[Task to complete] Count the lines in the entries below that contain the word "foreground", and give only that number.

[Data provided]
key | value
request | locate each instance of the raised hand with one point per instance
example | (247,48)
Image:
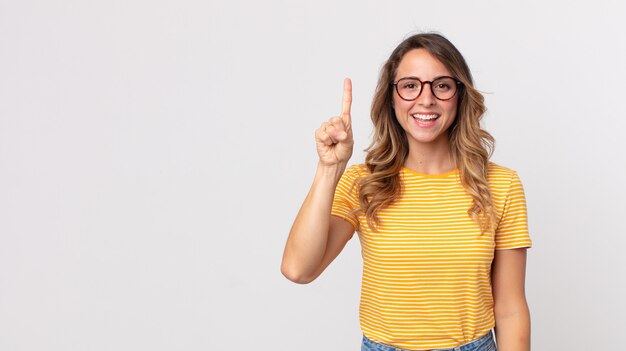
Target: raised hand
(334,137)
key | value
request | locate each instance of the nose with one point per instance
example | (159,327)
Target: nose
(426,96)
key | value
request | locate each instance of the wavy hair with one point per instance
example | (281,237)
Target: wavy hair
(471,146)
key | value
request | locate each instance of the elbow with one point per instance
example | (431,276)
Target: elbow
(295,275)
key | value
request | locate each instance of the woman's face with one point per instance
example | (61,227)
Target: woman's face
(426,119)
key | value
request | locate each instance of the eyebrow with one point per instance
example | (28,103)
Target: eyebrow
(420,79)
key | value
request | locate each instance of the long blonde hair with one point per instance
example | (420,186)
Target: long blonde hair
(471,146)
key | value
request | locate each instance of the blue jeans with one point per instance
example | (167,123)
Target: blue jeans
(484,343)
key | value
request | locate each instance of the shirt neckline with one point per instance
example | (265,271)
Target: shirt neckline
(424,175)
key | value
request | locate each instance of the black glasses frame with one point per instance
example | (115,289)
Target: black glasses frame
(430,83)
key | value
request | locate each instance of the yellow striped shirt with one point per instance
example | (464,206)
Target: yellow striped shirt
(427,271)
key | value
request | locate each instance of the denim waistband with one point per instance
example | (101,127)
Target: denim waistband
(480,344)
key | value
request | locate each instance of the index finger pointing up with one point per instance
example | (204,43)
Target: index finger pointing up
(347,101)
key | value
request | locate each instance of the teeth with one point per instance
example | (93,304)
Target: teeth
(425,117)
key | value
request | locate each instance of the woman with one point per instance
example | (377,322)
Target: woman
(443,230)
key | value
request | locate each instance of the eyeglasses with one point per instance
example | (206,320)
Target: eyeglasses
(443,88)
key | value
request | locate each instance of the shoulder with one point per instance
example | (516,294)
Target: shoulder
(501,178)
(357,171)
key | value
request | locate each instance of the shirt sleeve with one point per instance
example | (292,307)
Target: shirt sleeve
(512,230)
(346,196)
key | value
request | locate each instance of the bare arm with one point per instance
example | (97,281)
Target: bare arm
(316,237)
(511,309)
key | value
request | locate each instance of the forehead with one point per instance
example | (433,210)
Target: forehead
(421,64)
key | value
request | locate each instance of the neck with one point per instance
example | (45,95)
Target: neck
(430,158)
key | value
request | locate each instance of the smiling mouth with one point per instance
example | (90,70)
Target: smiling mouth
(425,117)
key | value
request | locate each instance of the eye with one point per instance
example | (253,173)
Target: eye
(409,85)
(444,85)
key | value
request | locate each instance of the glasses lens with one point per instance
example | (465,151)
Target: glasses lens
(444,88)
(409,88)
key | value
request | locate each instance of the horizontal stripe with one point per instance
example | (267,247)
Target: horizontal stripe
(426,274)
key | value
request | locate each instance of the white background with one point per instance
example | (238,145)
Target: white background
(153,155)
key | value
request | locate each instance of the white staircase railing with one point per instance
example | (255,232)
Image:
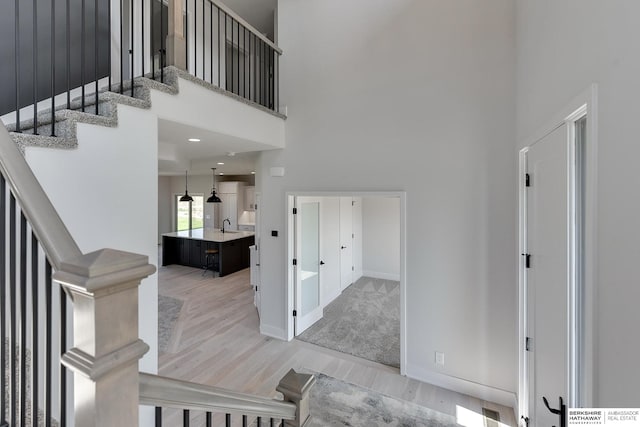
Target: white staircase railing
(103,286)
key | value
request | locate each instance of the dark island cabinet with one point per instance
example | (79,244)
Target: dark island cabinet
(233,255)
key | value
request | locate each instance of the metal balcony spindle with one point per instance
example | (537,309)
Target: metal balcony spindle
(17,63)
(68,53)
(152,42)
(3,300)
(23,320)
(211,40)
(133,57)
(35,68)
(82,50)
(53,69)
(35,285)
(255,67)
(96,50)
(121,47)
(204,30)
(162,43)
(195,38)
(219,45)
(48,351)
(226,78)
(63,350)
(142,19)
(12,307)
(238,55)
(186,34)
(109,43)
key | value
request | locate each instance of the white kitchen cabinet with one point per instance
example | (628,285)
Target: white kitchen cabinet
(232,206)
(250,198)
(231,187)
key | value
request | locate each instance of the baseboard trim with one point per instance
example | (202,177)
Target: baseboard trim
(477,390)
(331,297)
(380,275)
(273,332)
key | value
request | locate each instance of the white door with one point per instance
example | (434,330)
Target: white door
(308,307)
(346,242)
(229,211)
(357,238)
(258,287)
(547,278)
(330,256)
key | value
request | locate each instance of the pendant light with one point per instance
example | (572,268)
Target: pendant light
(186,197)
(214,198)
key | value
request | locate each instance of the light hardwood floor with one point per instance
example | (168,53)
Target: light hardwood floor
(216,341)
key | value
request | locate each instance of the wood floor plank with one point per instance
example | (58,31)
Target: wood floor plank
(216,341)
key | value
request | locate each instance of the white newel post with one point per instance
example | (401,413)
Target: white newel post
(176,44)
(295,388)
(104,288)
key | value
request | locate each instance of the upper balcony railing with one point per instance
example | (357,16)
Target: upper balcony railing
(60,53)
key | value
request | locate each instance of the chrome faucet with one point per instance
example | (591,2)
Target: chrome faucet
(225,220)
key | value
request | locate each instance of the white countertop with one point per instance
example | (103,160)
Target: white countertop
(211,235)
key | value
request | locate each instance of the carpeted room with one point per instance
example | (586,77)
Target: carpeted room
(361,316)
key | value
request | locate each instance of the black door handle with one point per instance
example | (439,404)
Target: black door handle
(560,412)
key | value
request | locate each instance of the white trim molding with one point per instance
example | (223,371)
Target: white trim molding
(583,335)
(273,332)
(471,388)
(381,275)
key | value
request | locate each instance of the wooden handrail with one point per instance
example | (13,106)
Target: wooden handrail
(36,206)
(248,26)
(171,393)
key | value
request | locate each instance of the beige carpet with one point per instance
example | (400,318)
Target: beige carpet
(364,321)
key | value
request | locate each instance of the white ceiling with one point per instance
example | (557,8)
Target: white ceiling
(176,154)
(259,13)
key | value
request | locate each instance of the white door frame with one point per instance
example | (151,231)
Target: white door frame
(581,335)
(305,321)
(290,239)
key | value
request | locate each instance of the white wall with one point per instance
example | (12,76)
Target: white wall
(563,47)
(165,209)
(330,235)
(381,237)
(413,95)
(106,192)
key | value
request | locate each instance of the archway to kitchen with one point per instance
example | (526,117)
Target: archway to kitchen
(192,298)
(346,276)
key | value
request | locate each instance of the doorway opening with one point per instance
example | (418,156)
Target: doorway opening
(557,206)
(346,275)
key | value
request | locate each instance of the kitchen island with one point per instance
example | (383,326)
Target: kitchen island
(188,248)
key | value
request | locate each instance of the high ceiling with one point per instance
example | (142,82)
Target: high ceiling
(177,154)
(259,13)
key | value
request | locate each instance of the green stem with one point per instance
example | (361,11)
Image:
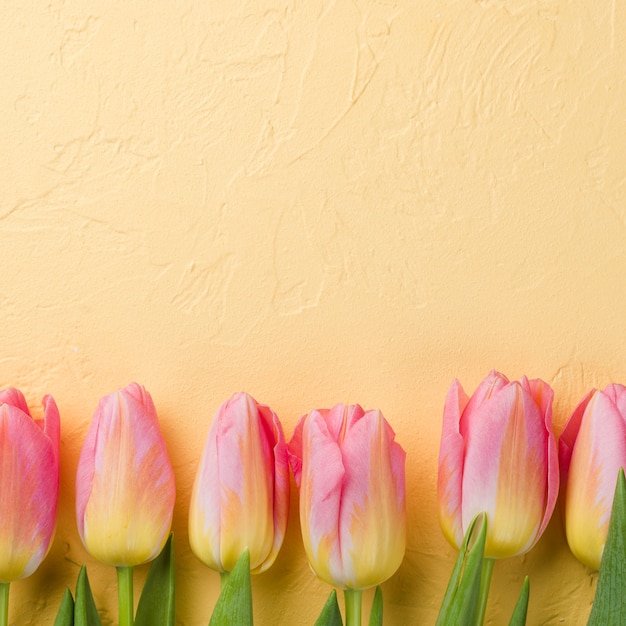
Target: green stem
(485,582)
(352,598)
(125,596)
(4,604)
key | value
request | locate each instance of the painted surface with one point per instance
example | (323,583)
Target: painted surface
(315,202)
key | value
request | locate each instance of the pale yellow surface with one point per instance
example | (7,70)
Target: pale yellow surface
(315,202)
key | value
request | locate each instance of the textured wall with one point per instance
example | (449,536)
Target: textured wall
(314,202)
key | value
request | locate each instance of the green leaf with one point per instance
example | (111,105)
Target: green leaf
(609,604)
(234,605)
(156,604)
(85,612)
(65,616)
(330,615)
(460,602)
(376,614)
(521,607)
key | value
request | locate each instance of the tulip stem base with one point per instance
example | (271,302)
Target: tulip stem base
(485,583)
(353,602)
(125,596)
(4,604)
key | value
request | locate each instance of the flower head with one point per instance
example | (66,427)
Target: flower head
(350,473)
(125,487)
(240,496)
(498,456)
(592,448)
(29,484)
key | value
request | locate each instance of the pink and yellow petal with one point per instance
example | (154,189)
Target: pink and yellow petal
(29,478)
(450,475)
(321,498)
(599,452)
(372,509)
(505,469)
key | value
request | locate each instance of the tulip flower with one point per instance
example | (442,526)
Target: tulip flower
(592,448)
(498,456)
(240,497)
(125,487)
(350,473)
(29,488)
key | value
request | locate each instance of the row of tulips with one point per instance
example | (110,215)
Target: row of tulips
(498,457)
(348,467)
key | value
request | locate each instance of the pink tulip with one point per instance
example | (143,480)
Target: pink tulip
(29,484)
(498,456)
(592,448)
(240,496)
(125,488)
(350,473)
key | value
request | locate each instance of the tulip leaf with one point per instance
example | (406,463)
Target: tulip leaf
(156,604)
(609,604)
(330,615)
(85,612)
(376,613)
(461,600)
(521,607)
(65,616)
(234,605)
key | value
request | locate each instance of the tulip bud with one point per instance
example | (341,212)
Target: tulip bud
(29,484)
(350,473)
(498,456)
(240,496)
(125,487)
(592,448)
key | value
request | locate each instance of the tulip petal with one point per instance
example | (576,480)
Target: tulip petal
(487,388)
(125,483)
(450,475)
(543,395)
(371,520)
(505,470)
(320,498)
(599,452)
(29,479)
(240,497)
(281,485)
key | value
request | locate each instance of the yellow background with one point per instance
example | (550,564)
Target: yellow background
(315,202)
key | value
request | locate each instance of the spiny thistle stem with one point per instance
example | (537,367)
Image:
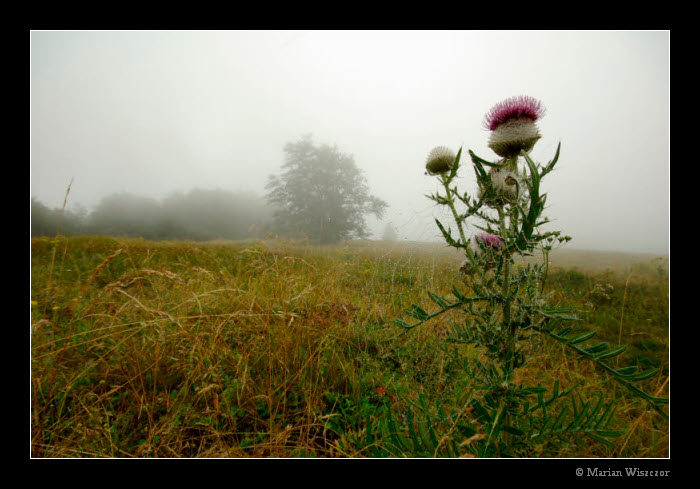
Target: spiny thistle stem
(451,204)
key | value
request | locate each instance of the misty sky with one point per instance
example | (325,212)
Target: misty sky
(152,112)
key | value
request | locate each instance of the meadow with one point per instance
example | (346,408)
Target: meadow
(282,349)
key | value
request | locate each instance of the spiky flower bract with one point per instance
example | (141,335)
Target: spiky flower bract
(512,123)
(440,160)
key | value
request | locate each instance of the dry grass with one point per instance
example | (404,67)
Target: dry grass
(276,349)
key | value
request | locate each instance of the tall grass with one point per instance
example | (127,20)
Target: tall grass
(280,349)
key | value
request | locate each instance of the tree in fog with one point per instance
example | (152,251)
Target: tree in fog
(321,193)
(389,233)
(214,213)
(48,222)
(125,214)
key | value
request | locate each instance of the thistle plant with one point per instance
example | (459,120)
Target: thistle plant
(507,309)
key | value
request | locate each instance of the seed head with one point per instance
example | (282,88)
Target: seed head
(506,185)
(514,108)
(512,123)
(488,241)
(440,160)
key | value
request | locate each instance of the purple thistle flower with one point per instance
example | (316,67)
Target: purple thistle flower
(521,107)
(488,240)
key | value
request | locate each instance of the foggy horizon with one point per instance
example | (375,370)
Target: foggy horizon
(152,113)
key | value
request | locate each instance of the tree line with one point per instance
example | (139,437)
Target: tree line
(321,195)
(200,214)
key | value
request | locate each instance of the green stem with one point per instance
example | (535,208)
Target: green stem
(451,203)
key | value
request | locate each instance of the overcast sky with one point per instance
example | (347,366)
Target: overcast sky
(152,112)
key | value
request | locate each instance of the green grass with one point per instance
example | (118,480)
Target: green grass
(280,349)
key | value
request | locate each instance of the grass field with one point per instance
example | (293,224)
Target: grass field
(281,349)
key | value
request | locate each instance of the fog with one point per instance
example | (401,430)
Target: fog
(155,112)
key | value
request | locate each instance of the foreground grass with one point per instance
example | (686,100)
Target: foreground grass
(167,349)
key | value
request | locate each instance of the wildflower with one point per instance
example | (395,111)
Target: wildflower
(440,160)
(512,125)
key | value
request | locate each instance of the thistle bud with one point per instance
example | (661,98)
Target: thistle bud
(512,125)
(506,186)
(489,241)
(440,160)
(485,247)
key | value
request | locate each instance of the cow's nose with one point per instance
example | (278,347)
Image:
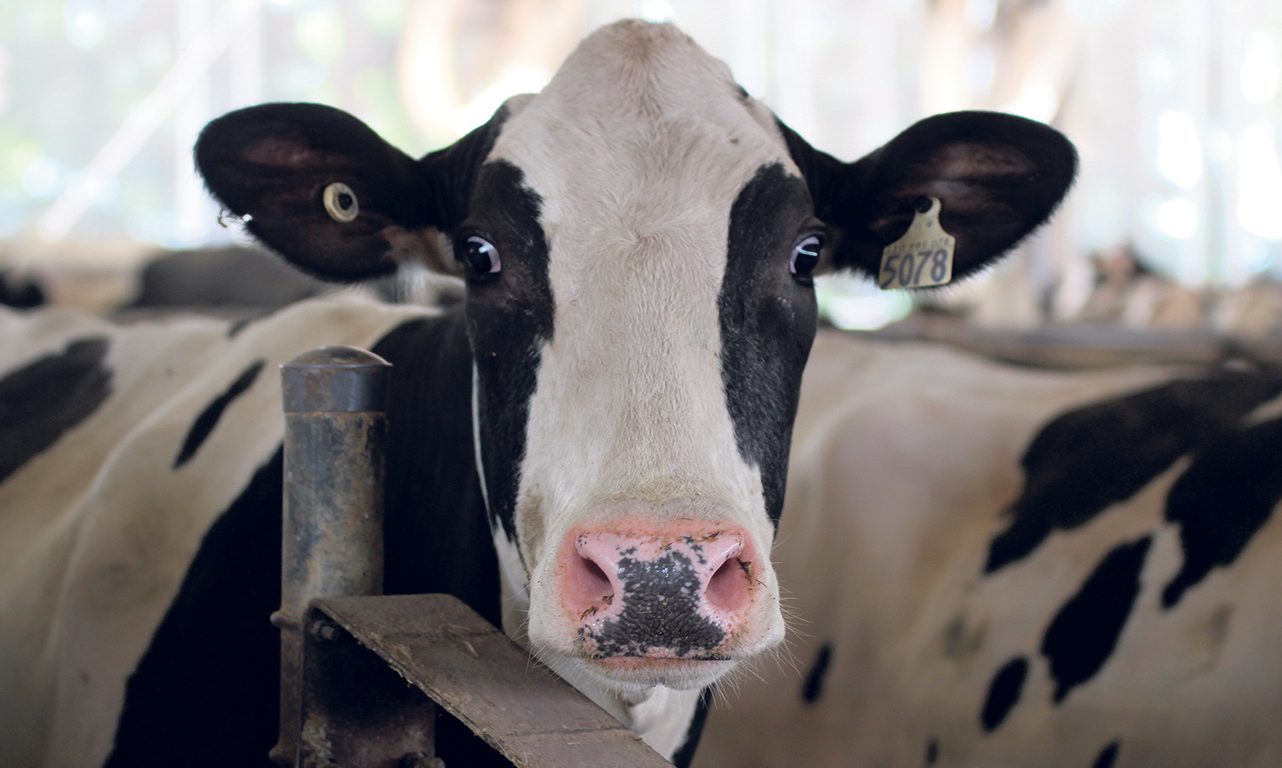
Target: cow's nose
(659,594)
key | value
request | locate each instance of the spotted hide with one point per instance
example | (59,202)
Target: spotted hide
(999,567)
(591,448)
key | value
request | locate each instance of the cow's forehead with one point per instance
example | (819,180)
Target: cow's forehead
(639,109)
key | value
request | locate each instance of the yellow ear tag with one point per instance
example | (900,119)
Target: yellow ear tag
(922,257)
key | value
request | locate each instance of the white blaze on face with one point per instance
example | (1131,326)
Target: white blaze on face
(637,160)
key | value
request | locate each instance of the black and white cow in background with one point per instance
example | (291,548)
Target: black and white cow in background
(604,423)
(1036,568)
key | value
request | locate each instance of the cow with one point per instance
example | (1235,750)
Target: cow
(590,450)
(1036,568)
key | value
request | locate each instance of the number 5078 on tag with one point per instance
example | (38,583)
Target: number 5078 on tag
(922,257)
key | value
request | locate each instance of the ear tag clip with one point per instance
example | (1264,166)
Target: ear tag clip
(341,203)
(923,257)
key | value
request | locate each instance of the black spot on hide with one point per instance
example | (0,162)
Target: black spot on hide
(205,691)
(1224,498)
(1083,634)
(1108,755)
(1004,692)
(686,754)
(1098,455)
(208,418)
(45,399)
(813,686)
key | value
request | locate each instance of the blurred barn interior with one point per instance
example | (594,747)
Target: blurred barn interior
(1173,230)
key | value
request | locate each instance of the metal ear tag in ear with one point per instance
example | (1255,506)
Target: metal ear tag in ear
(341,203)
(923,255)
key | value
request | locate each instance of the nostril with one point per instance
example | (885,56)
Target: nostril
(728,587)
(587,589)
(595,581)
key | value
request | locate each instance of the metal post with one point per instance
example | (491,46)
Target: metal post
(335,430)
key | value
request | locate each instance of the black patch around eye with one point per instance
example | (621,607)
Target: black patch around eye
(208,418)
(508,323)
(813,686)
(1004,692)
(1094,457)
(767,325)
(45,399)
(1083,634)
(1108,755)
(1222,500)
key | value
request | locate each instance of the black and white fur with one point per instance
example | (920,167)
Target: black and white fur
(636,357)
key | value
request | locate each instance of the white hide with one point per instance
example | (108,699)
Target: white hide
(904,458)
(96,532)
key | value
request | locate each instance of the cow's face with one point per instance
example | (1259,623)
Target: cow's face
(639,242)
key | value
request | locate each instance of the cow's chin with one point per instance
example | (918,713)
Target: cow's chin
(633,675)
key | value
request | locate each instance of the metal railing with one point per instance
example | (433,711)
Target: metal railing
(366,680)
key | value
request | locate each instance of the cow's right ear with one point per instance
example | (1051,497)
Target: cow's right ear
(328,194)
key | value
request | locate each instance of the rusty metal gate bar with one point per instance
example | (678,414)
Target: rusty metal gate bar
(362,675)
(335,434)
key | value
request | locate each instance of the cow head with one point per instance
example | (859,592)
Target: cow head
(639,242)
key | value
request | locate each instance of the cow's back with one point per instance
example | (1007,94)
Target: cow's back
(122,448)
(918,640)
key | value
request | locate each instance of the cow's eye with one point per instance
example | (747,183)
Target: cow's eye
(805,255)
(481,255)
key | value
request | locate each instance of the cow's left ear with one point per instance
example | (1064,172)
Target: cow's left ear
(998,177)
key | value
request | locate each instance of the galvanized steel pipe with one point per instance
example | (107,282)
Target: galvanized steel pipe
(335,434)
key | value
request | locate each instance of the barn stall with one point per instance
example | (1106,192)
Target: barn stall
(1165,253)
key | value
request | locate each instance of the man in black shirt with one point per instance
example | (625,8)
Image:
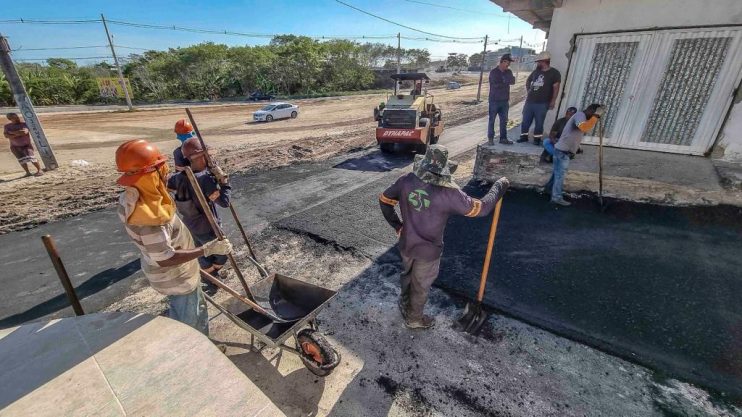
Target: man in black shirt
(542,87)
(554,134)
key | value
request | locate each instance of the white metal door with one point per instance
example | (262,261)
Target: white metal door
(665,90)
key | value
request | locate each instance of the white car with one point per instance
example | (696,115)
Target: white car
(276,111)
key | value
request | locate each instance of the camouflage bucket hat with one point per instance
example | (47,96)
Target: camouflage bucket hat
(435,168)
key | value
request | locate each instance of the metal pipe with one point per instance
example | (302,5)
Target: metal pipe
(51,249)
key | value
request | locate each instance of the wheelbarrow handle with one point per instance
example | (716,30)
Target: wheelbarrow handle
(488,255)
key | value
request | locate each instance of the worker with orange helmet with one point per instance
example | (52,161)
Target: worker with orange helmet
(183,131)
(217,191)
(168,253)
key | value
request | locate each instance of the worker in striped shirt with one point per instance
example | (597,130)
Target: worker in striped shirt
(427,197)
(168,254)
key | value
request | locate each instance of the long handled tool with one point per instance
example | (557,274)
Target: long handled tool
(474,316)
(215,227)
(600,164)
(211,164)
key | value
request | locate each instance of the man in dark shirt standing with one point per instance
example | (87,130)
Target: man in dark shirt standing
(542,87)
(217,192)
(20,143)
(427,197)
(501,78)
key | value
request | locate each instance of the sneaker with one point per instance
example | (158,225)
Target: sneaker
(425,322)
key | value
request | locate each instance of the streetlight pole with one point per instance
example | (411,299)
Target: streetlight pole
(481,68)
(118,67)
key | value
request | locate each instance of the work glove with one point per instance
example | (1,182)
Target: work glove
(217,247)
(504,184)
(219,174)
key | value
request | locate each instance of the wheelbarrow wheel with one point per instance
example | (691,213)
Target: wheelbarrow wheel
(316,353)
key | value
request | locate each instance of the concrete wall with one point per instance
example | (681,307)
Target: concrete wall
(591,16)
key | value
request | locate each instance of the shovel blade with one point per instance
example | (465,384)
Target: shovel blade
(473,318)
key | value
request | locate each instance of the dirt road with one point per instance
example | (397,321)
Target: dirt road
(325,127)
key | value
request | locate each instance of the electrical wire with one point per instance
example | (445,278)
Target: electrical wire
(69,58)
(401,25)
(58,48)
(456,8)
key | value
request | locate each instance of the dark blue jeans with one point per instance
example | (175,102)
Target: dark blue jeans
(498,108)
(533,112)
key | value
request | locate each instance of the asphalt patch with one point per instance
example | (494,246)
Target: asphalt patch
(655,285)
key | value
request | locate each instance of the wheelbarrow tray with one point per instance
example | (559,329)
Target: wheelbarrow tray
(288,297)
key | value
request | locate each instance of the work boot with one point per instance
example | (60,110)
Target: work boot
(561,202)
(402,303)
(425,322)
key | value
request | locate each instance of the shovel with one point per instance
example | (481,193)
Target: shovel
(474,317)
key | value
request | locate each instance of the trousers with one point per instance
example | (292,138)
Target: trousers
(415,280)
(190,309)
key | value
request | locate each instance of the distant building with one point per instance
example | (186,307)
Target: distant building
(669,70)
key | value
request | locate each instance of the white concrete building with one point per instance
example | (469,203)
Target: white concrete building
(669,71)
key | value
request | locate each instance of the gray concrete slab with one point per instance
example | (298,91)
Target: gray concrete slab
(121,364)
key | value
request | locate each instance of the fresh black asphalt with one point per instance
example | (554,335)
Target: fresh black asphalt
(656,285)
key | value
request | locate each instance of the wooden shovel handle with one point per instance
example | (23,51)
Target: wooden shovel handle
(488,255)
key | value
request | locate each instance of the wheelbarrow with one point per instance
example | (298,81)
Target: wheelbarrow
(276,307)
(297,304)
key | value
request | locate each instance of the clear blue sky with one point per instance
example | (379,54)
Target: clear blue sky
(301,17)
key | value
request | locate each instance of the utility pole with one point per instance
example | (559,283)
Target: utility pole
(481,68)
(399,61)
(26,107)
(520,57)
(118,67)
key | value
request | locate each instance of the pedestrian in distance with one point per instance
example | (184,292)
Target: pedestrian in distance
(501,78)
(564,151)
(554,134)
(183,131)
(427,197)
(20,143)
(542,87)
(168,253)
(217,191)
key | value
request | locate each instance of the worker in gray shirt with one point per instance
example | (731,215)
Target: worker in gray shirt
(427,197)
(565,150)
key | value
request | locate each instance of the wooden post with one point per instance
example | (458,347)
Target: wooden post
(51,249)
(26,107)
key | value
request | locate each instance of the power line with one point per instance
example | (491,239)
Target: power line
(456,8)
(399,24)
(51,22)
(61,48)
(69,58)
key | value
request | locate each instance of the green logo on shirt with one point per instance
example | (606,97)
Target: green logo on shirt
(419,199)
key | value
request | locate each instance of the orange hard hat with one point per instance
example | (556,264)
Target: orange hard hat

[Expected output] 2